• [Problem] Gather every line of the entries below that contains the word "metal", and copy each such line in full.

•••••

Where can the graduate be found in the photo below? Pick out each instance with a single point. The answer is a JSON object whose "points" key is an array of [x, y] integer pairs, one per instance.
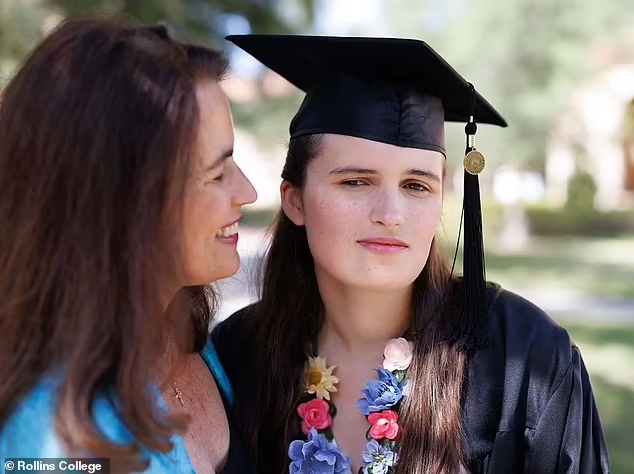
{"points": [[365, 352]]}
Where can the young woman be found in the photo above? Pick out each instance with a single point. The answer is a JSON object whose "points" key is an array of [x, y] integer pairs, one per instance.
{"points": [[119, 203], [364, 353]]}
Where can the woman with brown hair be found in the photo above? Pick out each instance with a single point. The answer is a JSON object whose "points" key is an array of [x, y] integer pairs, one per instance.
{"points": [[365, 354], [119, 204]]}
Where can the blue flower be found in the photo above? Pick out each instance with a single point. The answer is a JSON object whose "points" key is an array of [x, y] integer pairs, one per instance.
{"points": [[378, 459], [380, 394], [317, 456]]}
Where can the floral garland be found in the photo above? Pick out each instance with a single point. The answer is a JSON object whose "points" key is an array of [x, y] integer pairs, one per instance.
{"points": [[381, 401]]}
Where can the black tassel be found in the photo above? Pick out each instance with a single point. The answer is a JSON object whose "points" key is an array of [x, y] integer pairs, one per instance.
{"points": [[475, 312]]}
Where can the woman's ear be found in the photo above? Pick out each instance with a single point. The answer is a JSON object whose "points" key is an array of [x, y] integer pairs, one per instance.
{"points": [[292, 203]]}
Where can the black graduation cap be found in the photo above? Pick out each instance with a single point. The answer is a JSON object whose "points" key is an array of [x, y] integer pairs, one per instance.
{"points": [[391, 90]]}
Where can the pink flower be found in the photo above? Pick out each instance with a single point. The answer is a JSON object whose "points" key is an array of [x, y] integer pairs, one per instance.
{"points": [[398, 354], [315, 414], [384, 425]]}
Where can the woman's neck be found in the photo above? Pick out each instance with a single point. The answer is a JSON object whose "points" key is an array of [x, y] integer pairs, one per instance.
{"points": [[357, 321]]}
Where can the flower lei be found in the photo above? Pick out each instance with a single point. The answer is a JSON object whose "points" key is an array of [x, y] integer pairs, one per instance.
{"points": [[381, 401]]}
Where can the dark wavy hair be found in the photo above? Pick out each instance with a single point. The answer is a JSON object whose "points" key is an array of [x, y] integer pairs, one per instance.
{"points": [[287, 320], [96, 130]]}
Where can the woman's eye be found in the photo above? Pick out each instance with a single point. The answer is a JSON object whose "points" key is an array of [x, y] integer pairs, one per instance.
{"points": [[417, 187], [354, 182]]}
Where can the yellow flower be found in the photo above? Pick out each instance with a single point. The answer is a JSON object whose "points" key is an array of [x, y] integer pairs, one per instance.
{"points": [[320, 380]]}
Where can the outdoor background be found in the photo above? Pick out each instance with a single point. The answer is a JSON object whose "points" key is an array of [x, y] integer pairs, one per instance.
{"points": [[558, 189]]}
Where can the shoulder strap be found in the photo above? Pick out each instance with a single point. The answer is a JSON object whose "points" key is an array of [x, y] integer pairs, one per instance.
{"points": [[210, 356]]}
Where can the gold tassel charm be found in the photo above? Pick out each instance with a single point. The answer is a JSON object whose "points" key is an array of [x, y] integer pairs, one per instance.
{"points": [[474, 162]]}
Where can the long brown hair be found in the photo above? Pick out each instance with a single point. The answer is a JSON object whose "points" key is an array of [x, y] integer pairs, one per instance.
{"points": [[287, 320], [96, 130]]}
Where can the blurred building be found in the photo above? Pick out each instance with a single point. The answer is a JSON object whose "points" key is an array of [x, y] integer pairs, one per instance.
{"points": [[596, 134]]}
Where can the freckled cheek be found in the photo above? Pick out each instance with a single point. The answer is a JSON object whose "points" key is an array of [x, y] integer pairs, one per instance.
{"points": [[331, 219], [426, 219]]}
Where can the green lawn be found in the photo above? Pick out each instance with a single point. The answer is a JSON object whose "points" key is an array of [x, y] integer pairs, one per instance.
{"points": [[597, 267], [608, 352]]}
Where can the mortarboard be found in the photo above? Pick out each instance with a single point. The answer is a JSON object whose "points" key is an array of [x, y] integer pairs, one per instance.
{"points": [[395, 91]]}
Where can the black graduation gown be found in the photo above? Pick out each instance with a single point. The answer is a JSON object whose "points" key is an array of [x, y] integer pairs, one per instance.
{"points": [[528, 404]]}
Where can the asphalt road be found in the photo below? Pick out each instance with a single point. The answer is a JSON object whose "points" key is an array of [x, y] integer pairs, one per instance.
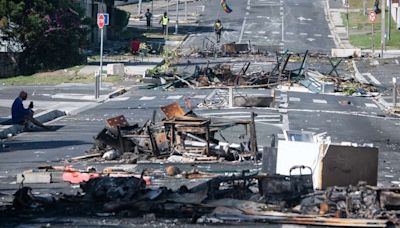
{"points": [[75, 133], [268, 24], [350, 119]]}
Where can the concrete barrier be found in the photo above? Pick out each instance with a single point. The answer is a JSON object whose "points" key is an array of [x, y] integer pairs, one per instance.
{"points": [[346, 52], [43, 117]]}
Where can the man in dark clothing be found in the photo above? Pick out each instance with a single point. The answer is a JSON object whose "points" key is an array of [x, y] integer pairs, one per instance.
{"points": [[21, 115], [218, 29], [148, 16]]}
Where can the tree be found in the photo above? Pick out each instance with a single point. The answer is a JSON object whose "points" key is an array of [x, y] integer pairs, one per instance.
{"points": [[49, 32]]}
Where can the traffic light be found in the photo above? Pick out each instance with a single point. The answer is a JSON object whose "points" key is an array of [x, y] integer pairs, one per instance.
{"points": [[376, 7]]}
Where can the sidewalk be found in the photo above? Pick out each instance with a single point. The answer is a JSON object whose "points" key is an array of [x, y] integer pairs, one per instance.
{"points": [[336, 24], [159, 7]]}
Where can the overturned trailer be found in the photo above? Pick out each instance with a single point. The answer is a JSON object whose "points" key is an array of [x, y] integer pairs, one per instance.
{"points": [[180, 137]]}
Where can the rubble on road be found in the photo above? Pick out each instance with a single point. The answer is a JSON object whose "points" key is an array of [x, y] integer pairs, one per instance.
{"points": [[318, 73], [179, 137], [222, 199]]}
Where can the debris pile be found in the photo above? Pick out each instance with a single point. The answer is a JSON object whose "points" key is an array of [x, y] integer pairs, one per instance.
{"points": [[222, 199], [180, 137]]}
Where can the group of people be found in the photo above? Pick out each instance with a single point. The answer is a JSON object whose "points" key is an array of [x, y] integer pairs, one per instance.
{"points": [[164, 20], [24, 116]]}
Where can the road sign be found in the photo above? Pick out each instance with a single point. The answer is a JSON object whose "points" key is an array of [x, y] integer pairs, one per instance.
{"points": [[372, 16], [100, 20], [106, 18]]}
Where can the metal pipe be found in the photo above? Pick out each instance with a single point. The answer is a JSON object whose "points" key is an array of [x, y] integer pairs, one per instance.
{"points": [[185, 10], [383, 28], [140, 7]]}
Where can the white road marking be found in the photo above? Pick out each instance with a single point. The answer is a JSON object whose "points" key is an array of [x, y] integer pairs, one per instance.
{"points": [[317, 101], [372, 78], [242, 30], [146, 98], [200, 97], [304, 19], [371, 105], [120, 99], [177, 97], [295, 99]]}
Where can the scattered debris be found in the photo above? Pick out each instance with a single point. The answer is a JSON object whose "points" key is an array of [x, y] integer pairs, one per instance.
{"points": [[222, 199]]}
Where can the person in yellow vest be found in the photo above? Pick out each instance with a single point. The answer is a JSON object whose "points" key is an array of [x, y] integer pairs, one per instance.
{"points": [[164, 22], [218, 29]]}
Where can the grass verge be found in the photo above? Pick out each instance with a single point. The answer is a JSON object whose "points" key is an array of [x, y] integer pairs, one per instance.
{"points": [[360, 30]]}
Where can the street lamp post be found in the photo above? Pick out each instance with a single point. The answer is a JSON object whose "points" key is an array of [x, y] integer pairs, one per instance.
{"points": [[140, 7], [347, 17], [166, 31], [177, 16]]}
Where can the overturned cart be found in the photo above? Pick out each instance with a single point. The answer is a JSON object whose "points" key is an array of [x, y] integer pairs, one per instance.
{"points": [[222, 199], [179, 137]]}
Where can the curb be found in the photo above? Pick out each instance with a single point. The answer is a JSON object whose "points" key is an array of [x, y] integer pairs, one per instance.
{"points": [[43, 117], [109, 96], [379, 100]]}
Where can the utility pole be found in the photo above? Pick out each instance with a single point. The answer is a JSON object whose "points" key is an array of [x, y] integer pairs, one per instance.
{"points": [[394, 92], [166, 32], [383, 28], [185, 10], [177, 16], [347, 17], [365, 7], [389, 19], [140, 7]]}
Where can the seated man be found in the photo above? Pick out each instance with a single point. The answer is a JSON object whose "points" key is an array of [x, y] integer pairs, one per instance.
{"points": [[21, 115]]}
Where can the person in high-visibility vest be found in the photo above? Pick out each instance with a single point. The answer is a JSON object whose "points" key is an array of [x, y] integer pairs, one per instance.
{"points": [[164, 22], [218, 29]]}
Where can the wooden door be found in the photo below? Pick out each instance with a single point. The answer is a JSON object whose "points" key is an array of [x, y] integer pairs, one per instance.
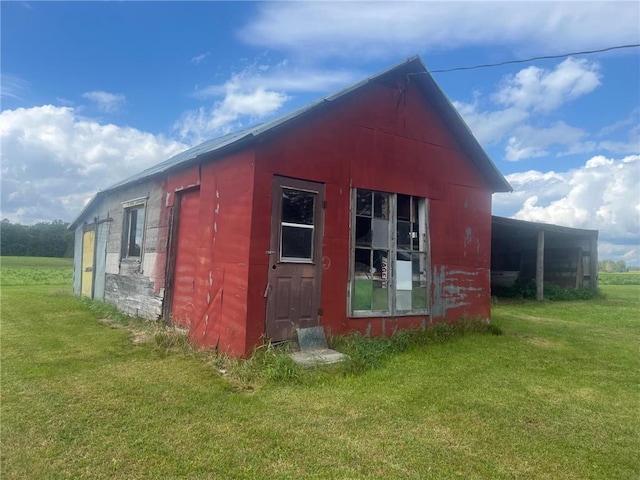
{"points": [[295, 257], [183, 309], [88, 264]]}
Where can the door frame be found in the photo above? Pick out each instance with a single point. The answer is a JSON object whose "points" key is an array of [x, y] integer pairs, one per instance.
{"points": [[279, 183], [172, 252], [88, 229]]}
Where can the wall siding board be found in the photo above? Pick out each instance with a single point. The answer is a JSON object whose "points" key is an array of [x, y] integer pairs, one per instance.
{"points": [[383, 137]]}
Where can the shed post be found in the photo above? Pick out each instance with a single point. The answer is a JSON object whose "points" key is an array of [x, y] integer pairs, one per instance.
{"points": [[540, 267]]}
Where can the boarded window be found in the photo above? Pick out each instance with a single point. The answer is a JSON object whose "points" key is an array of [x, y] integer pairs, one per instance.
{"points": [[389, 254], [133, 231]]}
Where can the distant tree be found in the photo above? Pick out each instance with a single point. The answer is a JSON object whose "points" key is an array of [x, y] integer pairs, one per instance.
{"points": [[621, 266], [44, 239], [612, 266]]}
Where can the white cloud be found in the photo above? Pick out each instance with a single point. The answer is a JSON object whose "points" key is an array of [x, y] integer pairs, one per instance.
{"points": [[603, 194], [530, 142], [531, 94], [542, 90], [490, 127], [200, 58], [250, 95], [375, 29], [105, 101], [12, 86], [53, 160], [282, 77]]}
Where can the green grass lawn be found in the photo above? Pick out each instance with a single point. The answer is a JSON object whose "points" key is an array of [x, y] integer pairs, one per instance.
{"points": [[623, 278], [35, 271], [555, 396]]}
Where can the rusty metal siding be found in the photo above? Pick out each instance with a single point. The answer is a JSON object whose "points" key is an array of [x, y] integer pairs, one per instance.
{"points": [[219, 228], [183, 310], [376, 142]]}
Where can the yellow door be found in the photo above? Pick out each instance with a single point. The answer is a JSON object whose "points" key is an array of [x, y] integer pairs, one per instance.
{"points": [[88, 245]]}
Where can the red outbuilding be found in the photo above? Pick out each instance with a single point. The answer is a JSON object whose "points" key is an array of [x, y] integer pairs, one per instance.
{"points": [[368, 210]]}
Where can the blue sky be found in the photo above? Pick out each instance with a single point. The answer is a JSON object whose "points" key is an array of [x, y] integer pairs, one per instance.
{"points": [[94, 92]]}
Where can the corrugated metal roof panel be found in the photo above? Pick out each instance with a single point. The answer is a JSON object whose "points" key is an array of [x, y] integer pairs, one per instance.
{"points": [[412, 66]]}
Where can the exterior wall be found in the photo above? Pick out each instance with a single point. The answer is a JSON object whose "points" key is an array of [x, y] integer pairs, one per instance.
{"points": [[132, 285], [388, 140], [222, 266], [98, 219], [383, 137]]}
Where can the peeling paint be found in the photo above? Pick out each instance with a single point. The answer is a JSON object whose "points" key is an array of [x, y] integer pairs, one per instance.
{"points": [[454, 289]]}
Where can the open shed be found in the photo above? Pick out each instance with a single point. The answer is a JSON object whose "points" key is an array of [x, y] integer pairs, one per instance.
{"points": [[368, 210], [524, 251]]}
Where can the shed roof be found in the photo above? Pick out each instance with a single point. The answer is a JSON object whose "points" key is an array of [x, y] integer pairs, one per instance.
{"points": [[412, 67], [525, 227]]}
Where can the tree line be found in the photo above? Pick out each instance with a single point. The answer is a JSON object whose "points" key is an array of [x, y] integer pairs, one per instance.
{"points": [[44, 239], [610, 266]]}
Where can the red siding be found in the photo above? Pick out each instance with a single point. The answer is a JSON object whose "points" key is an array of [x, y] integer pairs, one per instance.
{"points": [[383, 137], [375, 141]]}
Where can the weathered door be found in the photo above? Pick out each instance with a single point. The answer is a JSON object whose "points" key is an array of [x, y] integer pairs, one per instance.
{"points": [[183, 293], [88, 255], [295, 257]]}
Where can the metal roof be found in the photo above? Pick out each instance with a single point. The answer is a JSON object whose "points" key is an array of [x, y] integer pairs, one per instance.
{"points": [[412, 67], [533, 227]]}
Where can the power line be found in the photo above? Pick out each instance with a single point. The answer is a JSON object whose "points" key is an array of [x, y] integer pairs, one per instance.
{"points": [[545, 57]]}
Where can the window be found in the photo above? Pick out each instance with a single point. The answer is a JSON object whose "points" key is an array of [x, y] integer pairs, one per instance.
{"points": [[389, 254], [296, 226], [133, 229]]}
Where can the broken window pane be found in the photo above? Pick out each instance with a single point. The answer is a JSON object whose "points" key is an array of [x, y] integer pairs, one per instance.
{"points": [[363, 263], [362, 294], [380, 297], [297, 242], [403, 274], [364, 203], [297, 206], [380, 233], [363, 231], [403, 300], [404, 235], [404, 207], [134, 231]]}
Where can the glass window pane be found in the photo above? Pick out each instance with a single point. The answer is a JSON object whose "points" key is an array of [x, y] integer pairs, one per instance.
{"points": [[297, 242], [364, 202], [403, 238], [363, 231], [297, 206], [404, 207], [362, 294], [419, 281], [380, 270], [380, 296], [363, 263], [419, 296], [403, 300], [381, 205], [403, 274], [135, 229], [380, 233]]}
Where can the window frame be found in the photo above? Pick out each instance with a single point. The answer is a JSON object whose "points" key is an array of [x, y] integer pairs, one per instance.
{"points": [[137, 205], [311, 226], [424, 245]]}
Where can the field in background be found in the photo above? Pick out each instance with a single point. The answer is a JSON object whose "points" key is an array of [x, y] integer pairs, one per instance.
{"points": [[555, 396], [626, 278], [36, 271]]}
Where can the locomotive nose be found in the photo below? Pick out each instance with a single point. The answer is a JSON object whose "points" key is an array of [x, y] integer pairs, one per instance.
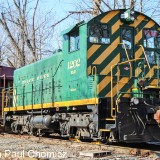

•••••

• [Result below]
Where can the metal pipe be found in the photo above? Pick out each instance with a single point. The answer is a JSON object whose "points" key is an array of [x, y] integer pairs, one per instance.
Where can the rusty metal siding be found in the photo above? Pick out each instance with a single point. The answer is a JSON object whose "points" key is an array of [x, y] integer pairs, one per instance.
Where can the corrugated metal roof panel be found in the photo above? Pick out each instance with a single point. The answer is a JSON object whose "points" key is an array of [x, y] integer pairs, one per instance.
Where can the metal roof be found in the photo above? Pick out each instance with a single point. The answer is a JSON object whose "points" key is an array of [x, y] integer pairs, one per instance.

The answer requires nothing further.